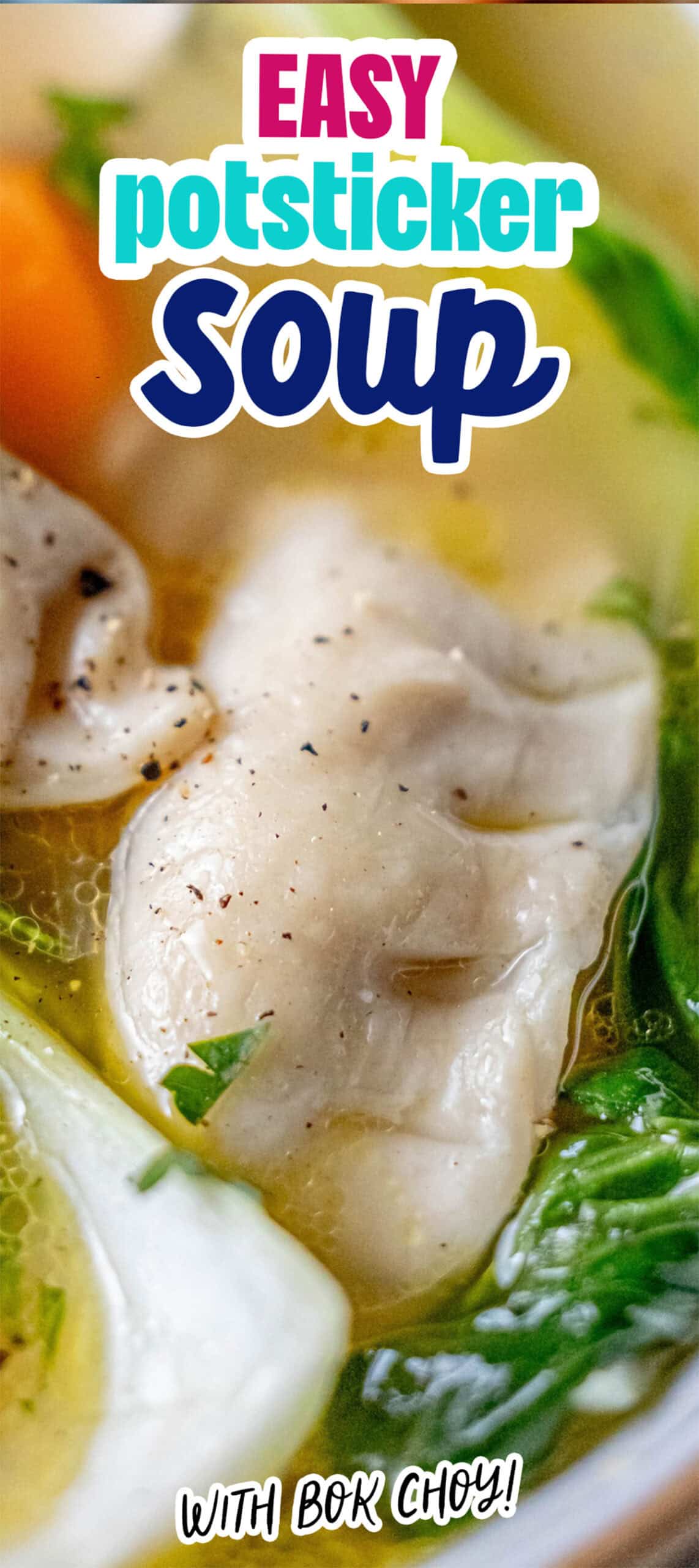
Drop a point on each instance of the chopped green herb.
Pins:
(170, 1158)
(654, 315)
(52, 1313)
(600, 1258)
(26, 930)
(76, 167)
(185, 1161)
(193, 1090)
(675, 878)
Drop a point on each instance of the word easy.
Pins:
(468, 358)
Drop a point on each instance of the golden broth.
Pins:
(543, 516)
(51, 1338)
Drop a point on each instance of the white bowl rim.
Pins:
(597, 1493)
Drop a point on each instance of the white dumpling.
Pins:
(400, 853)
(83, 707)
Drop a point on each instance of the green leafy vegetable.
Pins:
(76, 167)
(52, 1313)
(675, 883)
(640, 1084)
(599, 1264)
(654, 315)
(26, 930)
(622, 600)
(600, 1259)
(196, 1092)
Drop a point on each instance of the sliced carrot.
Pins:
(62, 331)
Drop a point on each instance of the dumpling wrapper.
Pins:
(82, 704)
(400, 855)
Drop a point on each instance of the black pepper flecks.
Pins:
(93, 582)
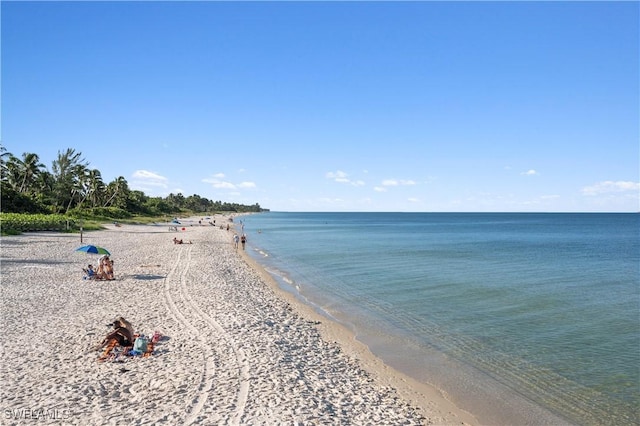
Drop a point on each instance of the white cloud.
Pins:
(218, 182)
(341, 177)
(610, 187)
(397, 182)
(146, 179)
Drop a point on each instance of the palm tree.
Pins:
(64, 170)
(30, 168)
(117, 193)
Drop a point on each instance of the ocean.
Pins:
(520, 318)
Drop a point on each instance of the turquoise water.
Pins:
(529, 318)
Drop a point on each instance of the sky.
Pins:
(335, 106)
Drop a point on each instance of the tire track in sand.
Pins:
(240, 358)
(239, 355)
(207, 371)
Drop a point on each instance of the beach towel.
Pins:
(115, 353)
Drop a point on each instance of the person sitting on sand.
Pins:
(177, 241)
(126, 324)
(120, 334)
(89, 273)
(105, 269)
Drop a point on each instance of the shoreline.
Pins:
(237, 348)
(420, 394)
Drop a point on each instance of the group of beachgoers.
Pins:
(180, 241)
(124, 336)
(104, 271)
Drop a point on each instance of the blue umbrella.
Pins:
(94, 250)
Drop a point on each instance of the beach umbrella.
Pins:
(93, 249)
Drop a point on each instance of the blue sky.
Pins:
(335, 106)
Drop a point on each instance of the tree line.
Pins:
(71, 187)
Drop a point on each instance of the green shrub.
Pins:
(14, 223)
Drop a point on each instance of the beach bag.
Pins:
(140, 345)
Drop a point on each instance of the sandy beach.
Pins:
(236, 349)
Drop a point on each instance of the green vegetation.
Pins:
(71, 195)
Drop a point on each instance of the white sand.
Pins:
(238, 349)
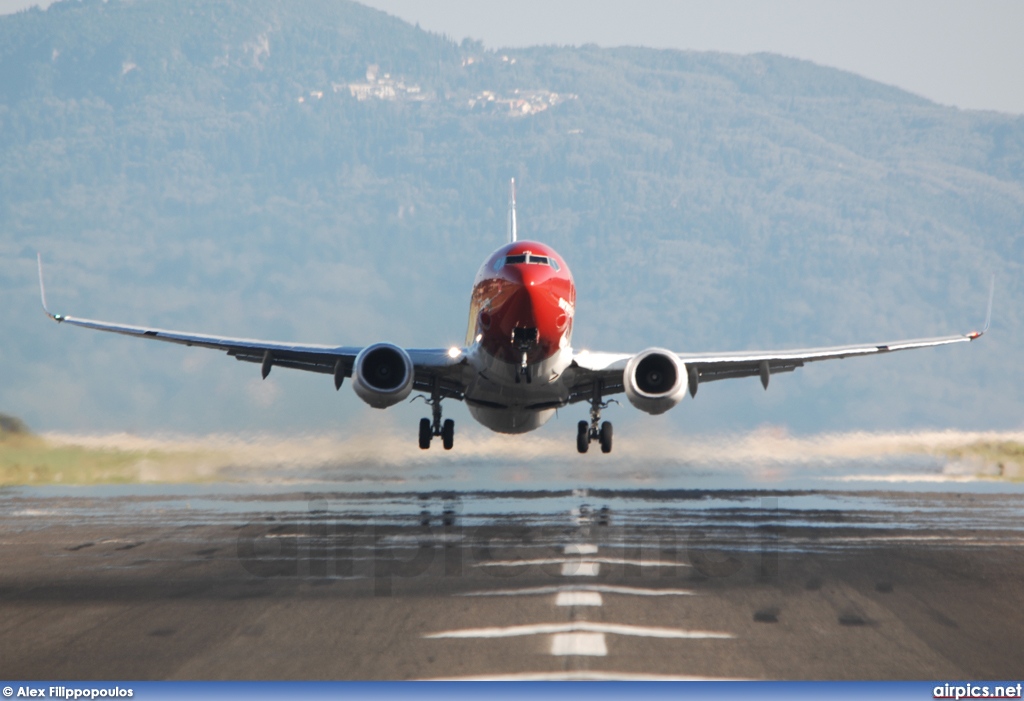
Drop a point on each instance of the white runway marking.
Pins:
(581, 569)
(603, 588)
(581, 626)
(578, 599)
(580, 549)
(561, 561)
(591, 644)
(583, 675)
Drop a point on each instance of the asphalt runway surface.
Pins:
(855, 575)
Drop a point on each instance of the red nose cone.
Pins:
(522, 303)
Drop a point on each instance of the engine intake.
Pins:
(382, 375)
(655, 381)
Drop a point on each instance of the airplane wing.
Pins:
(607, 368)
(432, 365)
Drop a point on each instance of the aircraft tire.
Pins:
(605, 437)
(425, 433)
(448, 434)
(583, 436)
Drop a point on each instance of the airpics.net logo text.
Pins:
(973, 691)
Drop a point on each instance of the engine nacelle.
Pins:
(382, 375)
(655, 381)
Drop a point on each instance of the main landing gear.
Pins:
(595, 430)
(429, 429)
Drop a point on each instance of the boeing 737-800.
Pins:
(518, 364)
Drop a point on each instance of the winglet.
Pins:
(513, 234)
(988, 313)
(42, 291)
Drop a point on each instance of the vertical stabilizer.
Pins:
(513, 235)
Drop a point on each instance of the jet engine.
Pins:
(655, 381)
(382, 375)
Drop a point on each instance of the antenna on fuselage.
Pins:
(513, 235)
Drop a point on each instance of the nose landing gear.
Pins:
(430, 428)
(595, 430)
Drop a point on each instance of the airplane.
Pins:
(517, 366)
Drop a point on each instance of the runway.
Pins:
(852, 575)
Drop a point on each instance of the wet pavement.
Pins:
(852, 569)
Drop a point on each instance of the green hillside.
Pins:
(227, 167)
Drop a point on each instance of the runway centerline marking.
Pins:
(602, 588)
(581, 569)
(591, 644)
(580, 549)
(580, 626)
(583, 675)
(578, 599)
(562, 561)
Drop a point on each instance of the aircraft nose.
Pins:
(528, 275)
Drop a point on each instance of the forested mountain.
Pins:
(315, 170)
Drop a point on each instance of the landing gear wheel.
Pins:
(425, 433)
(583, 436)
(448, 434)
(605, 437)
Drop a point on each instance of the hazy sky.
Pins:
(963, 52)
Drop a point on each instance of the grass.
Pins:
(29, 459)
(1007, 456)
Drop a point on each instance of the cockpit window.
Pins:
(526, 258)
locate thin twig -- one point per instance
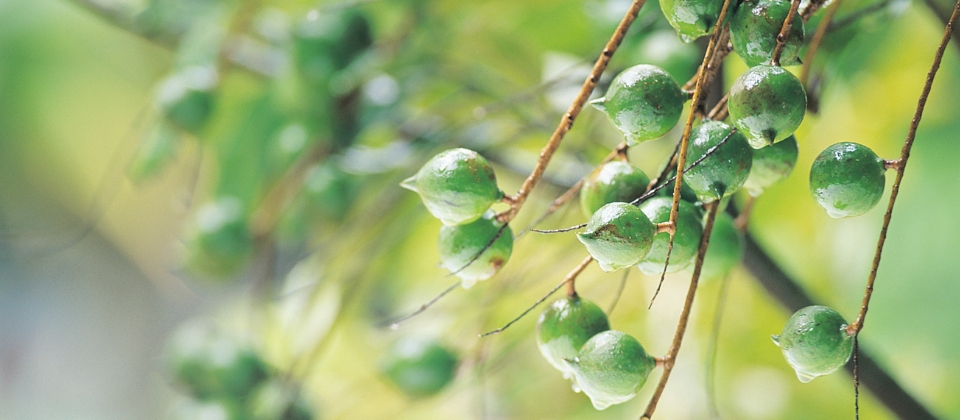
(706, 67)
(816, 40)
(616, 297)
(857, 325)
(620, 150)
(719, 111)
(709, 152)
(811, 8)
(713, 346)
(671, 357)
(569, 229)
(784, 32)
(569, 280)
(792, 297)
(566, 122)
(394, 324)
(482, 250)
(856, 379)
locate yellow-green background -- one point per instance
(83, 319)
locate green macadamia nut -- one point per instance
(815, 342)
(726, 169)
(691, 18)
(643, 102)
(767, 104)
(457, 186)
(614, 181)
(686, 240)
(464, 248)
(754, 29)
(611, 367)
(847, 179)
(565, 326)
(618, 235)
(771, 165)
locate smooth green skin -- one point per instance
(419, 367)
(663, 49)
(643, 102)
(767, 104)
(187, 98)
(618, 235)
(726, 248)
(457, 186)
(275, 400)
(220, 240)
(686, 241)
(724, 171)
(565, 326)
(691, 18)
(209, 364)
(815, 342)
(771, 165)
(847, 179)
(460, 244)
(754, 29)
(213, 409)
(611, 367)
(614, 181)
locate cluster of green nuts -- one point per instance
(458, 186)
(223, 377)
(610, 366)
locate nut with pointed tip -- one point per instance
(847, 179)
(754, 29)
(614, 181)
(463, 248)
(611, 367)
(767, 104)
(726, 169)
(771, 165)
(643, 102)
(691, 18)
(565, 326)
(686, 239)
(618, 235)
(815, 342)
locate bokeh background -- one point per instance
(92, 275)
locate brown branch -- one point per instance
(671, 357)
(568, 281)
(817, 39)
(792, 297)
(857, 325)
(707, 67)
(944, 17)
(784, 32)
(566, 122)
(620, 150)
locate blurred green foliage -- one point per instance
(311, 132)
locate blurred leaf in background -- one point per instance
(306, 117)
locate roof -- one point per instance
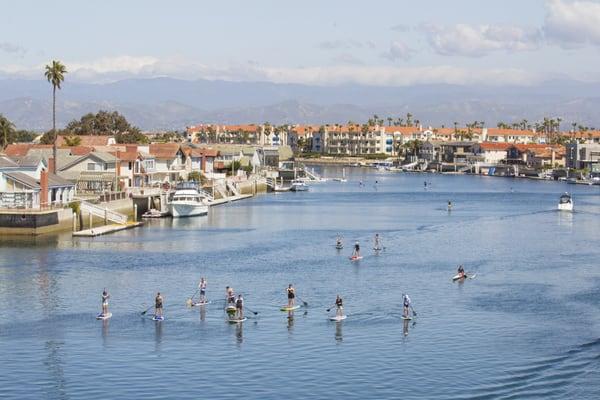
(164, 150)
(493, 146)
(7, 162)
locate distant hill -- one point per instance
(165, 103)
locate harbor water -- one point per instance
(527, 325)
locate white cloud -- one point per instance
(112, 69)
(398, 51)
(572, 23)
(479, 40)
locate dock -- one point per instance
(106, 229)
(229, 199)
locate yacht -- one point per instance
(298, 185)
(565, 203)
(187, 201)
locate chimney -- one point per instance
(51, 164)
(44, 188)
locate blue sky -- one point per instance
(314, 42)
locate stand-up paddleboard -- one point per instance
(286, 308)
(104, 316)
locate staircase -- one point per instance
(101, 212)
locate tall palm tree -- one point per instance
(55, 73)
(6, 127)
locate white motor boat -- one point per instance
(565, 203)
(187, 201)
(299, 186)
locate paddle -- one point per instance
(146, 310)
(191, 299)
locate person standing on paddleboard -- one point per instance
(407, 303)
(356, 252)
(202, 287)
(339, 304)
(291, 296)
(105, 297)
(239, 307)
(158, 305)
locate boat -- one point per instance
(565, 203)
(187, 201)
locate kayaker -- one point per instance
(105, 297)
(239, 307)
(407, 303)
(158, 311)
(202, 287)
(291, 296)
(339, 304)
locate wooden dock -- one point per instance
(106, 229)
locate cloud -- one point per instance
(12, 48)
(117, 68)
(398, 51)
(400, 28)
(480, 40)
(572, 24)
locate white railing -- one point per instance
(100, 212)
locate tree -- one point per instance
(55, 73)
(7, 128)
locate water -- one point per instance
(527, 326)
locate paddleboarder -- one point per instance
(461, 271)
(291, 296)
(105, 297)
(158, 312)
(407, 303)
(339, 304)
(356, 252)
(239, 307)
(202, 287)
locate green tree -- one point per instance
(7, 128)
(55, 74)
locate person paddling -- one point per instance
(202, 288)
(339, 306)
(356, 252)
(105, 297)
(291, 296)
(158, 308)
(239, 307)
(407, 304)
(377, 245)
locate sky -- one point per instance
(318, 42)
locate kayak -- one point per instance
(104, 316)
(286, 308)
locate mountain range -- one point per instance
(166, 103)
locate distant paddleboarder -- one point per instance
(291, 292)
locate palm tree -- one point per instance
(6, 127)
(55, 73)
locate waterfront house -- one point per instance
(26, 183)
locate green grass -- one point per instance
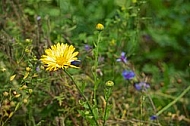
(153, 34)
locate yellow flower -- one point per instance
(59, 56)
(99, 27)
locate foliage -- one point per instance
(152, 91)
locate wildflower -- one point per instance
(30, 91)
(12, 77)
(25, 101)
(28, 40)
(87, 47)
(3, 69)
(128, 74)
(109, 83)
(141, 86)
(153, 117)
(5, 93)
(134, 1)
(122, 58)
(59, 56)
(99, 27)
(28, 69)
(76, 63)
(38, 18)
(25, 75)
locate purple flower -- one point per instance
(122, 58)
(38, 18)
(141, 86)
(87, 47)
(153, 117)
(128, 74)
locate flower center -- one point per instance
(61, 61)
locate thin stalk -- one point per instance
(96, 52)
(174, 101)
(82, 96)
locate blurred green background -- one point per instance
(153, 33)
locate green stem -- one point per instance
(82, 96)
(96, 65)
(107, 96)
(174, 101)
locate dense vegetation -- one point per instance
(133, 67)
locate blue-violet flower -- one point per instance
(128, 74)
(122, 58)
(141, 86)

----

Convert everything from the line containing "locate flower center" down to the end of the lines into a JSON list of strings, one string per line, leaving out blank lines.

**THE SOLUTION:**
[
  "locate flower center -- one point per instance",
  "(61, 61)",
  "locate thin stalk -- one point per instance",
  "(96, 52)",
  "(174, 101)",
  "(82, 96)",
  "locate blurred green background -- one point per instance",
  "(153, 33)",
  "locate green stem -- one point per instance",
  "(82, 96)",
  "(96, 65)",
  "(107, 96)",
  "(174, 101)",
  "locate dense vegetation -- one point per instance",
  "(133, 67)",
  "locate blue-violet flower -- one point per instance",
  "(128, 74)",
  "(122, 58)",
  "(141, 86)"
]